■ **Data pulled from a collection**
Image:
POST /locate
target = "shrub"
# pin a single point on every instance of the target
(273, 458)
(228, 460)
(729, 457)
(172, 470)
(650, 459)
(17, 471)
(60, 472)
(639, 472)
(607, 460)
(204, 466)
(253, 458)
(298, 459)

■ **Request**
Reproduce every line of the material above, shifting the point coordinates by adding 12 to each of their numbers and leaving all other lines unchanged.

■ **Solution**
Image:
POST /locate
target = "shrub"
# pin a single point on every instance of the target
(285, 470)
(240, 472)
(741, 469)
(184, 482)
(662, 471)
(29, 483)
(72, 484)
(651, 484)
(619, 472)
(216, 478)
(265, 470)
(310, 471)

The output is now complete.